## Begin Given entries

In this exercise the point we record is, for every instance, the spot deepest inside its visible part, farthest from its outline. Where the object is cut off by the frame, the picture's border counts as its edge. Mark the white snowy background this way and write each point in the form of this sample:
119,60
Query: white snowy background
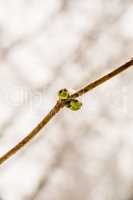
46,45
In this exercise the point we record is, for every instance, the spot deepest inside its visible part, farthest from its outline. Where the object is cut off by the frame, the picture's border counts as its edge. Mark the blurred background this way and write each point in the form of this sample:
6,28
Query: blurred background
52,44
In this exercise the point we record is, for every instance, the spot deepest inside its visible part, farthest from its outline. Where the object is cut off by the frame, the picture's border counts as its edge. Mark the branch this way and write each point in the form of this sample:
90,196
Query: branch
58,106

## End Given entries

§ Work to be completed
Write out all of the data above again in full, multiplying every coordinate in the answers by 2.5 and rounding to whole numbers with halves rounded up, while leaving the sample formats and all other text unchanged. Omit the pictures.

§ Full solution
In this exercise the point we record is, for every instance, the spot deepest inside its visible part, farthest from its outline. Where the object is cut off by the frame, the picture's border counts as its edge. Mark the white snowy background this way and write each point in the form of this sample:
119,60
Query: white snowy background
115,113
In this exercise the point we record is, for every instance, the spot deepest inside its visible part, farthest from its outline. Where the object is cut off by the frame, the picture's border counts as its edge. Mark the blurred background this way and write each point in the form of this sample:
6,28
Query: blurred background
130,110
In this exercise the point we record is, for every instance, the spot deepest inside its visible part, farthest from its outline. Where the object is cut off by the frame, the picture's border counts as its edge. Mark the branch this way and write each point in the form of this sample:
90,196
Query: branch
145,265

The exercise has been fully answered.